Problems and tasks:
A – Retype the code review passage below word for word, starting at "Preparing for Code" and ending at "run test all)".
B – In the code review passage below, which command runs all the tests?

Supplied passage:
This section is a work in progress. Please help us by contributing to the documentation.

Why Code Reviews Matter

Code reviews are essential for maintaining code quality, catching bugs early, sharing knowledge, and ensuring consistency across the Tux codebase.

Key Benefits

  • Quality Assurance: Catch bugs, security issues, and design problems
  • Knowledge Sharing: Spread understanding of the codebase and best practices
  • Consistency: Ensure all code follows established patterns and standards
  • Learning: Help developers improve their skills through constructive feedback
  • Team Culture: Build trust and collaboration through open, respectful discussion

Preparing for Code Review

For Contributors

Before submitting a PR for review, ensure your code meets basic quality standards:

Self-Review Checklist

  • Tests pass: All tests run and pass (uv run test all)
  • Linting clean: Code quality checks pass (uv run dev all)

Given material:
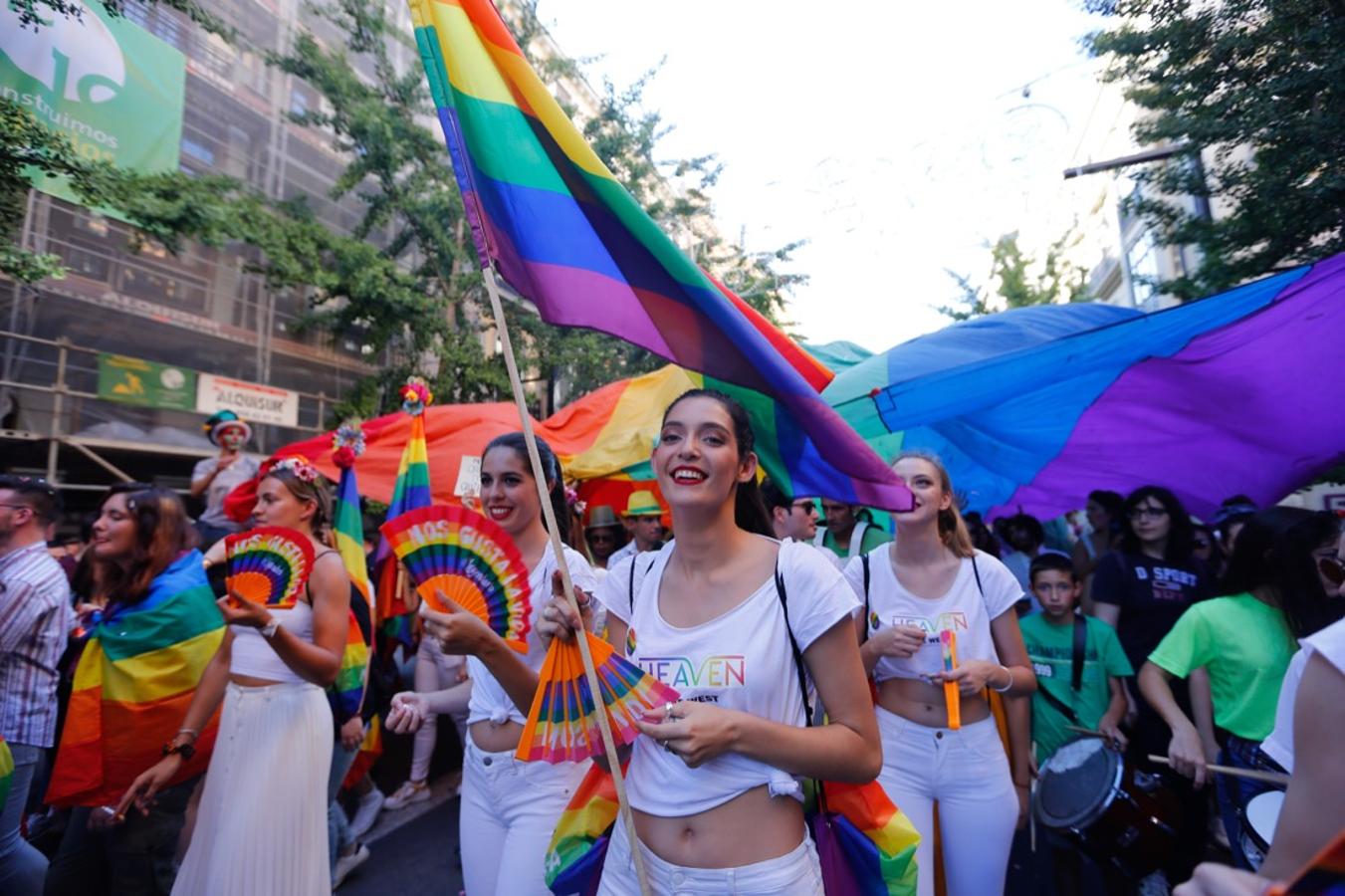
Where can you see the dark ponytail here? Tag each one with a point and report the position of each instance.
(551, 466)
(748, 509)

Expected responses:
A –
Preparing for Code Review

For Contributors

Before submitting a PR for review, ensure your code meets basic quality standards:

Self-Review Checklist

  • Tests pass: All tests run and pass (uv run test all)

B – uv run test all